**Assigned task**
Leaving the pictures aside, transcribe every line below exactly.

[[ Data records open ]]

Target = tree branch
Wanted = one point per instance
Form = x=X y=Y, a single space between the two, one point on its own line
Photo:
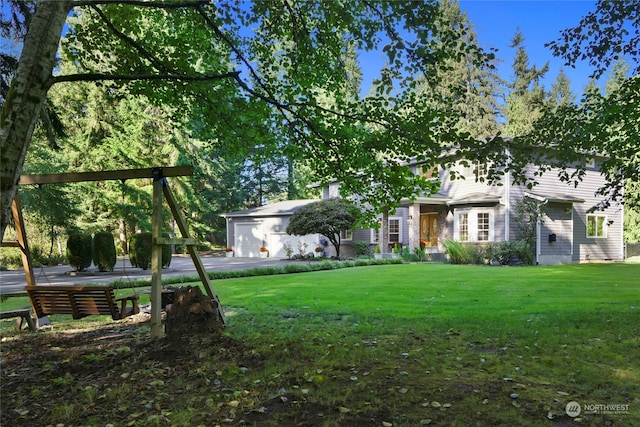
x=155 y=62
x=94 y=77
x=144 y=3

[[ Data records closed ]]

**Written response**
Target = tree branch
Wanted = one point per instance
Form = x=X y=Y, a single space between the two, one point on its own line
Photo:
x=155 y=62
x=94 y=77
x=144 y=3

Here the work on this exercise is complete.